Digital Strategist Chris Hood
Cybersecurity In-Depth
Security threats come in many shapes and forms – and enterprise security teams have their hands full dealing with data breaches, ransomware infections, and supply chain attacks. Data from Dark Reading’s latest Strategic Security Survey shows that the majority of IT security leaders are concerned about the broad array of threats against enterprise data, despite feeling confident in their ability to detect and respond to incidents. As the figure shows, 58% of security leaders say cybercriminals pose the biggest threat to enterprise data, followed by 40% concerned about authorized users and internal employees. Tellingly, a small but significant number of respondents cited cloud and network service providers, and suppliers and contractors, two groups that didn’t really come up in the 2020 survey, as significant threats.
In the survey, 23% of the respondents say they are concerned about the risks suppliers and contractors pose to enterprise data, followed by 18% who named cloud and network service providers. Application vulnerabilities and foreign governments, at 36% and 25%, were also in the top 6.

++++++++++++++++++++

_ACTIVITY A_
In the passage on enterprise security threats, what share of security leaders say cybercriminals pose the biggest threat to enterprise data?
_ACTIVITY B_
Write a continuation of the passage on enterprise security threats, starting right after its final sentence.

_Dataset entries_
++++++++++++++++++++

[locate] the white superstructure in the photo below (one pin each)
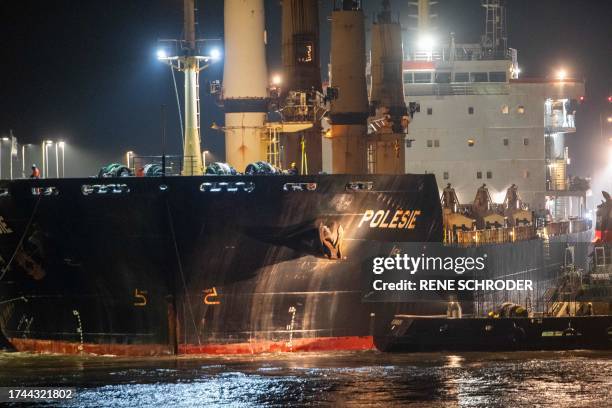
(479, 123)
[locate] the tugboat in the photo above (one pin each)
(578, 313)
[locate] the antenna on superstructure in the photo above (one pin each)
(423, 15)
(495, 38)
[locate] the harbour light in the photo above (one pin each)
(561, 74)
(215, 54)
(161, 54)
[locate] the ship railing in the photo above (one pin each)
(491, 236)
(456, 88)
(566, 227)
(169, 165)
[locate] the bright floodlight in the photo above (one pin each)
(215, 54)
(425, 42)
(161, 54)
(562, 74)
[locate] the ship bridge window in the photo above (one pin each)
(391, 70)
(478, 77)
(462, 77)
(443, 77)
(497, 76)
(422, 77)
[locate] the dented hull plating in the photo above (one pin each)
(199, 264)
(142, 266)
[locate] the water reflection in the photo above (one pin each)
(564, 379)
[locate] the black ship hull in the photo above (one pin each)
(418, 334)
(141, 266)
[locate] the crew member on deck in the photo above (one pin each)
(292, 169)
(35, 172)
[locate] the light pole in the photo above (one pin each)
(47, 144)
(128, 156)
(23, 161)
(23, 148)
(62, 145)
(204, 153)
(4, 139)
(56, 161)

++++++++++++++++++++

_TASK OUTPUT A_
58%

_TASK OUTPUT B_
The list of threats data map very closely to types of security incidents defenders are most worried about. Cybercriminals are continually refining their techniques to make it possible to steal corporate data and personal information, whether that is through ransomware or otherwise compromising applications and systems. Phishing attacks and business email compromise trick authorized users into giving up information or performing tasks they shouldn’t be. There have been a number of attacks targeting application vulnerabilities, such as the PrintNightmare vulnerability in Microsoft’s Windows Print Spooler service that allowed attackers to view, change, or delete data. Attacks by foreign government don’t sound as far-fetched anymore, especially after reports that Chinese-sponsored attackers targeted Microsoft Exchange swept up emails, calendars entries, and contacts information. The Kaseya attack highlighted anew how compromising suppliers and contractors can impact downstream customers. Researchers also uncovered a vulnerability in Azure Cosmos DB which, if exploited, could have impacted thousands of Azure customers. And finally, attacks by malicious insiders remain an important area of concern.